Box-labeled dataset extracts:

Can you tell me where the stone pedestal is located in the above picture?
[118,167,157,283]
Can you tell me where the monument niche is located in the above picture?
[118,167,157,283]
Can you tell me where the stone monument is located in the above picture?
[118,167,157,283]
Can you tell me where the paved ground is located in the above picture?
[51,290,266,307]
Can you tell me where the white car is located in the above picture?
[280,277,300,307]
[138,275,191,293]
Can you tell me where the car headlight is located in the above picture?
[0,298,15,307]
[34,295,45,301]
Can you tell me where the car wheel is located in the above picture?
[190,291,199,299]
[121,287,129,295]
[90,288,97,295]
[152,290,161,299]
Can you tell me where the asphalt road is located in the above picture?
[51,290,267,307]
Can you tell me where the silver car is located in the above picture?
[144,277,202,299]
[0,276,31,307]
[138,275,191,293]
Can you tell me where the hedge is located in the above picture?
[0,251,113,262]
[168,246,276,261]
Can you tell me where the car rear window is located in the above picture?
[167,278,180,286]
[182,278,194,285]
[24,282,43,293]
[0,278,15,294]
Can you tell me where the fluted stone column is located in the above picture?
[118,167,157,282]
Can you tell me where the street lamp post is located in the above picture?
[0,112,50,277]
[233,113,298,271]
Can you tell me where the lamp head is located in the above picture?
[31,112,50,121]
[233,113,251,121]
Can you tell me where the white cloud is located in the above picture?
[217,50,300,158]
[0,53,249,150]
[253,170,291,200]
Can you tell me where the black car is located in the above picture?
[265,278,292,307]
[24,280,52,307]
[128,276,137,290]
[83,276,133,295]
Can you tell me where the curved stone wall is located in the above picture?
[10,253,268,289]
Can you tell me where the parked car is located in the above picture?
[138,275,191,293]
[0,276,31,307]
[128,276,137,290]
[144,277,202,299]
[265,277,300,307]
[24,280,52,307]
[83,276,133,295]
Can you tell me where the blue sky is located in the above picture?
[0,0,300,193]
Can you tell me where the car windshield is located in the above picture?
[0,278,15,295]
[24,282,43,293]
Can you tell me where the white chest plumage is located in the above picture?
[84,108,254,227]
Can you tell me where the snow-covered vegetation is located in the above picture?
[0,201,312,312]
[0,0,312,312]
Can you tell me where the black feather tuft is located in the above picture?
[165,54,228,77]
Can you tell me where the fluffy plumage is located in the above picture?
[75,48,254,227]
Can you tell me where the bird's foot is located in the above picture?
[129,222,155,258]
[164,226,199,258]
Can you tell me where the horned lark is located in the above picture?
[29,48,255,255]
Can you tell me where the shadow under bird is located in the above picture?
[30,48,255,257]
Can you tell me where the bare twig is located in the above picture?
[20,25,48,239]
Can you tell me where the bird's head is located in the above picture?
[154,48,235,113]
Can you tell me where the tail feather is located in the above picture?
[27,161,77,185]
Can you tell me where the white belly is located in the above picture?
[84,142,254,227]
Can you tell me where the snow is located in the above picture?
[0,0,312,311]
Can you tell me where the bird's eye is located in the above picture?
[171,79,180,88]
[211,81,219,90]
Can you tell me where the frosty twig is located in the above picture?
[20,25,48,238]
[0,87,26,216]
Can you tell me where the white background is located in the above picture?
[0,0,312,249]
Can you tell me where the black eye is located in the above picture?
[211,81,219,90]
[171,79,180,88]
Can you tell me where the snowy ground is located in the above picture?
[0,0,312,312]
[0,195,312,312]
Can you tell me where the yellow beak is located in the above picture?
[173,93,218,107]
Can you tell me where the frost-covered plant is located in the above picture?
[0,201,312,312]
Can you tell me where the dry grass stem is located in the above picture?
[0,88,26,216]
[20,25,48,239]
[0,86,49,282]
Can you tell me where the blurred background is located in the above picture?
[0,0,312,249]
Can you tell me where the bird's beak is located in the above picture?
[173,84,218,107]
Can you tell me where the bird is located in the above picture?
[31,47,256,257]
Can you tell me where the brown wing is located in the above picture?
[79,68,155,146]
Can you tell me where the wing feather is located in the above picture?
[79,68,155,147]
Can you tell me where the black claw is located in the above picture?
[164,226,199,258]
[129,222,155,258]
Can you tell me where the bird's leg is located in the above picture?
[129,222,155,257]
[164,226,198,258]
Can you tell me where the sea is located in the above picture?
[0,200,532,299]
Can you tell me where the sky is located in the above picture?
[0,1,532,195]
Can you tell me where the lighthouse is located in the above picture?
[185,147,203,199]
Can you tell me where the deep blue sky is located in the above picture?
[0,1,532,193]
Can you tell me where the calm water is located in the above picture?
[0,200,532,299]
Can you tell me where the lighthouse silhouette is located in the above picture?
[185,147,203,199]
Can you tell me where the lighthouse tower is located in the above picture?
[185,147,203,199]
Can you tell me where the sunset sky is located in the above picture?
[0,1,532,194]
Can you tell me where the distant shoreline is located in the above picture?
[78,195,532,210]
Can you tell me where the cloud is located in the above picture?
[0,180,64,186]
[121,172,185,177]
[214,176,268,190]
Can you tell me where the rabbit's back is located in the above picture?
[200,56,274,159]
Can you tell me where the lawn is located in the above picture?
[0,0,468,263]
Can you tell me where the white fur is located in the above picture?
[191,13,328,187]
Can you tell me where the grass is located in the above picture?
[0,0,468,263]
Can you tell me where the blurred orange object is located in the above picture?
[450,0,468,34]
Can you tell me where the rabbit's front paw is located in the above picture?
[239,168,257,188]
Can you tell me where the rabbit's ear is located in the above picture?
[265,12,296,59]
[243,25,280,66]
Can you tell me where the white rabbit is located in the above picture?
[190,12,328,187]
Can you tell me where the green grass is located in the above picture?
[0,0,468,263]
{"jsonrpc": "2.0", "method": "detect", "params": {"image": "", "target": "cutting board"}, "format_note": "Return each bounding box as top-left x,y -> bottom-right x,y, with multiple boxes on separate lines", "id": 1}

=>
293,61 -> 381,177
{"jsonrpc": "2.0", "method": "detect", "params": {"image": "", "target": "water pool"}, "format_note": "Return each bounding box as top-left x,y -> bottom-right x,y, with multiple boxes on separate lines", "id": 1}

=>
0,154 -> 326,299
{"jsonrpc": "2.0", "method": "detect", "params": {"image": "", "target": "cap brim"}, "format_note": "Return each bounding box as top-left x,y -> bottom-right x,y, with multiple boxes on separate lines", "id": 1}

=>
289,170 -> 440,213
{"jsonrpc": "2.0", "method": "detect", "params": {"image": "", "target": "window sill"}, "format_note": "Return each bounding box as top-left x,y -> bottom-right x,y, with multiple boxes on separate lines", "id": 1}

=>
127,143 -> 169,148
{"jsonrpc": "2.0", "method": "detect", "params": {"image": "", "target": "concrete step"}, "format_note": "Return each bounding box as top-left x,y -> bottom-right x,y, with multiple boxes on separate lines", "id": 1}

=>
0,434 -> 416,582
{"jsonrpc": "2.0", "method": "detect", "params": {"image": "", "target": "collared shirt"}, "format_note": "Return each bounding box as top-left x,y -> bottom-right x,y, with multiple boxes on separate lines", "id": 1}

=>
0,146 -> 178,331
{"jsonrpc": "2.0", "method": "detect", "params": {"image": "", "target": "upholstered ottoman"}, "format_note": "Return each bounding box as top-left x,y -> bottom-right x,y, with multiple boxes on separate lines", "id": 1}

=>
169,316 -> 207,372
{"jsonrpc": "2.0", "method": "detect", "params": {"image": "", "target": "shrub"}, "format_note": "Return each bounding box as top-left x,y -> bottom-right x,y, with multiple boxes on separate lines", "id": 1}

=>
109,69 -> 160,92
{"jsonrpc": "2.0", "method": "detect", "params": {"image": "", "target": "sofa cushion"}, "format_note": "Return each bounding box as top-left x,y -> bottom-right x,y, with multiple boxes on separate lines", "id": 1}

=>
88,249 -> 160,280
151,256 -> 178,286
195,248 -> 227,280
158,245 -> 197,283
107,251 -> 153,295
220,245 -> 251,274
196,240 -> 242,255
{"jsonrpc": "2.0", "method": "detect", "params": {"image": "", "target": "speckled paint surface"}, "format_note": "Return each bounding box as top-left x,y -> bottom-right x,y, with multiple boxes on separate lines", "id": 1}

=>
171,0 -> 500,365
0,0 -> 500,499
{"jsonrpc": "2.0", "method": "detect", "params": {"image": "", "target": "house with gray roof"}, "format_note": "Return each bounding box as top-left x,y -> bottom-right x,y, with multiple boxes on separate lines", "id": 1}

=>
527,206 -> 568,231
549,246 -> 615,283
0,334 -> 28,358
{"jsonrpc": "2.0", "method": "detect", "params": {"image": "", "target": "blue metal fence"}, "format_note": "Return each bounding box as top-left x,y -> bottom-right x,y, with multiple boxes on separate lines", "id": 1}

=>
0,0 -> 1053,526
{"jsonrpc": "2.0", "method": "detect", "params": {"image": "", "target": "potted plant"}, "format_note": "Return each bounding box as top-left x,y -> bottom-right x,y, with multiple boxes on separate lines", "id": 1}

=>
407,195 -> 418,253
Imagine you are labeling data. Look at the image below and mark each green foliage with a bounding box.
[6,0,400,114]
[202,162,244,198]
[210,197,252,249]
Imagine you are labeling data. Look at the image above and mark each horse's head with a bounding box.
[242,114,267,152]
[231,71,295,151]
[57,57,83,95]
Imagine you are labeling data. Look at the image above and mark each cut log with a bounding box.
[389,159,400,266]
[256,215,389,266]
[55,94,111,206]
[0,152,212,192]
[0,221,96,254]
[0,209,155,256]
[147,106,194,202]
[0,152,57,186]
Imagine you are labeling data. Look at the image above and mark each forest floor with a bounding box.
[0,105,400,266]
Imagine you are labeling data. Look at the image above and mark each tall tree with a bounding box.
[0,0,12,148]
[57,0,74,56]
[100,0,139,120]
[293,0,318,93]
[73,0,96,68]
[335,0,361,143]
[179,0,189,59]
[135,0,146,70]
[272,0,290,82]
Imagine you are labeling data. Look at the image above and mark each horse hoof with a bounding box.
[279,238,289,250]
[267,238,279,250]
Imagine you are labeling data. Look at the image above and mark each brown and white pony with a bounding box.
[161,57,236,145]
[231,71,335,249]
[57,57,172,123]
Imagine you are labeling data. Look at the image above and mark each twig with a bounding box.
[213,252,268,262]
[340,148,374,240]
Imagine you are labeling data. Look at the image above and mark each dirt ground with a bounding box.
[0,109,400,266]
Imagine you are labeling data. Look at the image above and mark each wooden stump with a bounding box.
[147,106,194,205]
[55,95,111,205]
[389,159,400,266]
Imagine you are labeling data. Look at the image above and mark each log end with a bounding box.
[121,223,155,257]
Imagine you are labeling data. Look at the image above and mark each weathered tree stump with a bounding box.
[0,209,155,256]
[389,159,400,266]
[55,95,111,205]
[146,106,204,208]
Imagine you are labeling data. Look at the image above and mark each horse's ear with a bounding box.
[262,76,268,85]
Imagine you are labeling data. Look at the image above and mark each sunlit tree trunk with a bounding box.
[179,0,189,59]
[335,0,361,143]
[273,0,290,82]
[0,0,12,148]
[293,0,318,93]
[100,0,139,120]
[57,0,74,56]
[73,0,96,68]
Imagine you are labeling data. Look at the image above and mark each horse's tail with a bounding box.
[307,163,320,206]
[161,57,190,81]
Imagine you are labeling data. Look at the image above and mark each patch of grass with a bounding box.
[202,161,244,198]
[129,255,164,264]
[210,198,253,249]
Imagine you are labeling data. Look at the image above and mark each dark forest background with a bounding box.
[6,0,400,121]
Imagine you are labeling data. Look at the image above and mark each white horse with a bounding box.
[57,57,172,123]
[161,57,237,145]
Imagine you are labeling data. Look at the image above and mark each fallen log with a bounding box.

**Problem requirements**: Edit the listing from the line holding "Can you tell me where the white belly" through the line holding "[0,195,312,312]", inclusive, by replacing "frosty twig" with "icy twig" and leaving everything else unchanged. Can you return only those lines?

**Response to the exercise**:
Can you tell me where the white belly is located in the above picture?
[84,142,254,227]
Can you tell me where the snow is located in the above picture?
[0,0,312,311]
Can you tell me where the bird's eye is located in the above picture?
[171,79,180,88]
[211,81,219,90]
Can you tell me where the icy twig is located in the above picture?
[20,25,48,238]
[0,87,26,216]
Can you tell me where the white background is located in the above picture?
[0,0,312,249]
Can you tell me where the black eye is located in the above picture?
[211,81,219,90]
[171,79,180,88]
Can you tell me where the snowy ground is located in the above picture?
[0,0,312,312]
[0,195,312,312]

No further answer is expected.